++++ DATA SUPPLIED

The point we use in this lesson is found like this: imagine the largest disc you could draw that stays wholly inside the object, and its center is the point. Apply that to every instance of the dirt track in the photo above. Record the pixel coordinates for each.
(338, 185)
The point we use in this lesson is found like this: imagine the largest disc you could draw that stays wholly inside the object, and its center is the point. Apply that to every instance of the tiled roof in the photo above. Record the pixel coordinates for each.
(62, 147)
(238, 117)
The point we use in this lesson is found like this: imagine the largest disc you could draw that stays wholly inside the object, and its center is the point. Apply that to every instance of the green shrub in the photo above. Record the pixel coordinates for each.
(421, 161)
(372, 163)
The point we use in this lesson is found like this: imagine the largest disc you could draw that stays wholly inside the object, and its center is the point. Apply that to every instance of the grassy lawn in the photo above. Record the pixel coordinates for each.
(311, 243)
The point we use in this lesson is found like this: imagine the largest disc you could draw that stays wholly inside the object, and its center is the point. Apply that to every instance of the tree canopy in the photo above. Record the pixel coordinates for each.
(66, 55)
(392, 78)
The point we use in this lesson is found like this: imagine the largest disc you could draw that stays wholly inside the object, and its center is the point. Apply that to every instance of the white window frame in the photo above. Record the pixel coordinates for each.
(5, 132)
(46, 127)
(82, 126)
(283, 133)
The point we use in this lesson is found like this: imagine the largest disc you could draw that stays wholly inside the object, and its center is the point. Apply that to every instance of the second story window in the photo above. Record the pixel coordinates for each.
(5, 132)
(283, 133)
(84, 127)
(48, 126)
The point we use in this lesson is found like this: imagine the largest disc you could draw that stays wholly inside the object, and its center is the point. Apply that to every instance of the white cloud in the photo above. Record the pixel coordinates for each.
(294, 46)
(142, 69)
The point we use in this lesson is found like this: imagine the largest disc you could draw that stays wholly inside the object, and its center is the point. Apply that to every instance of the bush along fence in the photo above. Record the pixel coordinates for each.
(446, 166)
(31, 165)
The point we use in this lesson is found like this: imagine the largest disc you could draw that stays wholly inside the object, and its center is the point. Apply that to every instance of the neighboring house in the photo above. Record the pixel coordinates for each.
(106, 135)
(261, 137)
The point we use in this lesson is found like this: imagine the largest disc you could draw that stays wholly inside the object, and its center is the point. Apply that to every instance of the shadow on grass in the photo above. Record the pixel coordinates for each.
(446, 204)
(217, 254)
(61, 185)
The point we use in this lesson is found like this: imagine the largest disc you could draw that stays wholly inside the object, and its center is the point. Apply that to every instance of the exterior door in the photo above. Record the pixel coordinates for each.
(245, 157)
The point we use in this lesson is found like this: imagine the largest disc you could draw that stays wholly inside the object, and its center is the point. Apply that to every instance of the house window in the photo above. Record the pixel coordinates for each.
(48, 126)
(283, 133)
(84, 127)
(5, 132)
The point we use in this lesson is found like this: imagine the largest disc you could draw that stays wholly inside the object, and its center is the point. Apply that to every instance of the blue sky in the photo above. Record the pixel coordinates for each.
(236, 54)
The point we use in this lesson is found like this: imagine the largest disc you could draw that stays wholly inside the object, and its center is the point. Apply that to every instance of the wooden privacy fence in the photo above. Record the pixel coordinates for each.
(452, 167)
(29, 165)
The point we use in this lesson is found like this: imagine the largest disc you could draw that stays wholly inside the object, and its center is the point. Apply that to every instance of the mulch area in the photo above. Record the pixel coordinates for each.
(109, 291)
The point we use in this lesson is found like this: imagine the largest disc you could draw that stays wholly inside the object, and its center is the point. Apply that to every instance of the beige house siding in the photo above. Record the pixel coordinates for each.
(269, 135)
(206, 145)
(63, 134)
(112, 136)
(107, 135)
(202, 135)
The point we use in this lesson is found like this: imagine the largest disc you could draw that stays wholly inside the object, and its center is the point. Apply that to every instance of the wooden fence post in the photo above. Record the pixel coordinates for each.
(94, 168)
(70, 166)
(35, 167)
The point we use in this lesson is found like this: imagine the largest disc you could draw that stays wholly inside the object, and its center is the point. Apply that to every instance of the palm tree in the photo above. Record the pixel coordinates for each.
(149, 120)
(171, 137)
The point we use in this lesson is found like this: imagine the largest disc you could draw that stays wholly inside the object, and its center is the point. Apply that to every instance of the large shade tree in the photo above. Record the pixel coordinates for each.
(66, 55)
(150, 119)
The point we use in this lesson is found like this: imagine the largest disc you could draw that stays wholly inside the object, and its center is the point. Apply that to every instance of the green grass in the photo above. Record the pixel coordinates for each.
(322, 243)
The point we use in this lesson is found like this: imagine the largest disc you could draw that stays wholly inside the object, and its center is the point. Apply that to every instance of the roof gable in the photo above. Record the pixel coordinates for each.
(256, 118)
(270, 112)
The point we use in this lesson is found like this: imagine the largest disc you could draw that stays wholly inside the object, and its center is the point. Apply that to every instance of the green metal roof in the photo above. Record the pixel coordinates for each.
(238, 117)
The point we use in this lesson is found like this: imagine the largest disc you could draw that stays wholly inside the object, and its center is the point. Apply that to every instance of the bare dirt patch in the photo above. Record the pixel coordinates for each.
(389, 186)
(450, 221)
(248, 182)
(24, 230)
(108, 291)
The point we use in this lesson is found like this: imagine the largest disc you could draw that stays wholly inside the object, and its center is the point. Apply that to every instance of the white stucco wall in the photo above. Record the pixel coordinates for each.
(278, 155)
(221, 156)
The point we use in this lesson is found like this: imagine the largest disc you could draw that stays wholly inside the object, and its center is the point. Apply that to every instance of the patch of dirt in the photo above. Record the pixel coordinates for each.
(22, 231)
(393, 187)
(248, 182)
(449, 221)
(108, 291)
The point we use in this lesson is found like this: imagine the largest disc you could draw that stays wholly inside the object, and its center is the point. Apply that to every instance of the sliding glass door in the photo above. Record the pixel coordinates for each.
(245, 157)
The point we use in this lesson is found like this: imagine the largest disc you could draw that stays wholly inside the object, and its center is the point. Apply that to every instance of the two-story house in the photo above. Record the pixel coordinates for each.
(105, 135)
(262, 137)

++++++++

▸ **WHAT IS NEEDED**:
Write out all the data again, exactly as it appears.

▸ **RESPONSE**:
The point we use in this lesson is found like this: imagine the largest disc you could draw that stays wholly inside the object, and its center is the point. Apply that to every instance of the dirt track in the photo above. Record the pixel coordinates for each.
(338, 185)
The point we use in this lesson is found like this: imagine the largest disc you could draw that stays wholly inside the object, and its center is the point. Apply that to every instance of the tiled roof in the photo above. Record the pixel coordinates for each.
(62, 147)
(238, 117)
The point we use in this lesson is found like this: imagine the largest disc you could draw that stays wholly inside the object, and its center is the point. Apply that to every instance of the green shrub in the photo above. Record the pixel coordinates for each.
(421, 161)
(372, 163)
The point we use in this lesson is found like this: imagine the largest disc you could draw that stays wholly inside the object, and its center is the point. Apply that to every instance of the grassy lawn in the photo above. Record the pixel coordinates for each.
(311, 243)
The point we use in this lesson is found like this: imagine the largest disc you could draw that stays wholly inside the object, and its center is the point. Apply that to every instance of the tree canopy in the photo above. Record the pixel coordinates for each.
(66, 55)
(392, 78)
The point we use in this lesson is found like this: imagine the largest disc you could draw that stays wholly inside the object, and its center is the point. Apply that to every instance of the white window frame in the photo above. Record the pixel coordinates for each.
(5, 132)
(46, 127)
(82, 126)
(283, 133)
The point we use in this lesson is found like this: imagine the largest disc you could draw that stays wholly inside the object, and its center is the point. Apply that to every instance of the second story window in the photo above. Record the pixel coordinates for each.
(5, 132)
(283, 133)
(84, 127)
(48, 126)
The point we use in this lesson is found like this: imagine the largest disc you could draw that stays wholly inside the object, and its center is the point. Apply that to every instance of the white cloud in the photo above. Record the pixel coordinates for each.
(294, 46)
(142, 69)
The point we use in this lesson is found like this: imagine the largest disc you could draw that stays wholly inside the object, and its center is the point. Apply that to every instance of the bush along fence in the photo above. Record the pixel coordinates for each.
(446, 166)
(31, 165)
The point we use in this lesson is found like this: imagine the largest disc you could draw that stays wholly inside the object, and its center is the point. Apply that to every instance of the neighboring house in the photo above. Record the pixel coordinates for each.
(106, 135)
(261, 137)
The point we use in this lesson is found like this: imagine the largest disc you could draw that stays wholly inside the object, and its center is the point. Apply that to every instance of the shadow on grass in the photo above. Record the pixel coordinates for each.
(446, 204)
(217, 254)
(61, 185)
The point we use in this lesson is found like this: imagine the largest disc you could draw that stays wholly inside the object, and its center is the point. Apply that to every instance of the exterior door in the photo above. Record the pixel coordinates for each.
(245, 157)
The point we use in this lesson is found like this: imagine the largest disc you could draw that stays wholly inside the object, and its center is the point. Apply that to every instance of the house window in the photo above. Record the pixel coordinates for each.
(48, 126)
(283, 133)
(84, 127)
(5, 132)
The point we use in this lesson is found like this: imagine the largest disc you could draw that stays wholly inside the object, and its center is the point. Apply that to every instance of the blue sky in the photo above. Record the pixel coordinates for each.
(236, 54)
The point we use in this lesson is found like this: imagine the largest disc you could draw that stays wholly inside the object, and its center is the point. Apply that to every instance of the wooden privacy fence in the photo above. Record the pixel coordinates for each.
(452, 167)
(29, 165)
The point we use in this lesson is found like this: imagine the largest disc you could draw that stays wholly inside the object, and its center is the point. Apply that to every instance of the mulch area in the photo above. Record the pixel coordinates for each.
(109, 291)
The point we use in this lesson is found like this: imagine the largest disc you could draw that stays wholly inside the object, and its center is the point. Apply that to every instance of the beige house siding in the photo above. Record the pixel coordinates for each.
(269, 135)
(206, 145)
(63, 134)
(112, 136)
(107, 135)
(202, 135)
The point we use in this lesson is found like this: imagine the largest disc you could draw that stays wholly inside the object, and its center is the point. Apply that to every instance of the wooden fence post in the photo above. Record the pixel coordinates for each.
(94, 168)
(70, 166)
(35, 167)
The point we use in this lesson is found like this: imagine the largest disc you could draw that stays wholly inside the object, and its center is the point. Apply that to every instance of the palm tree in the photo above. Record the pixel coordinates for each.
(149, 120)
(171, 137)
The point we use in this lesson is found like this: imagine the largest disc you could draw that stays wholly inside the object, and its center is the point. Apply that to every instance of the large shade tree in the photo above. Record the pixel coordinates for each.
(66, 55)
(150, 119)
The point we use in this lesson is found like this: imagine the largest disc you could draw that stays wholly inside the object, and its center is the point. Apply that to every instance of the green grass in the photo above. Record the pixel coordinates for each.
(322, 243)
The point we use in this lesson is found like this: imagine the largest disc you could draw that stays wholly inside the object, and its center is the point. Apply that to every instance of the roof gable in the photo above. Record the pixel coordinates for each.
(256, 118)
(270, 112)
The point we use in this lesson is found like this: imagine the largest disc you could draw that stays wholly inside the object, and its center is the point. Apply that to every instance of the green metal roof in the photo above. Record the pixel coordinates for each.
(238, 117)
The point we use in this lesson is found like this: imagine the largest disc you could draw that stays wholly inside the object, and its center is the point. Apply that to every instance of the bare dirt patch in the photo above. Record the pixel coordinates for each.
(389, 186)
(450, 221)
(248, 182)
(24, 230)
(108, 291)
The point we use in this lesson is found like this: imagine the largest disc you could draw that stays wholly inside the object, and its center is the point. Apply that to every instance of the white stucco wall in the photo above. Record the pixel coordinates for each.
(278, 155)
(221, 156)
The point we use in this lesson is found like this: imagine the largest disc you could draw that stays wholly inside the object, and its center is the point. Apply that to every instance of the patch of dirt in the photo above. Record the pixel coordinates for each.
(22, 231)
(393, 187)
(248, 182)
(449, 221)
(108, 291)
The point we use in this lesson is found like this: imagine the largest disc you could draw that stays wholly inside the object, and its center is the point. Apply that to every instance of the sliding glass door in the photo above. Record the pixel coordinates for each.
(245, 157)
The point we use in this lesson is found like this: imagine the largest disc you could draw that stays wholly inside the object, and its center is the point. Apply that to every instance of the two-story house in the photo above. Record the pixel coordinates for each.
(105, 135)
(262, 137)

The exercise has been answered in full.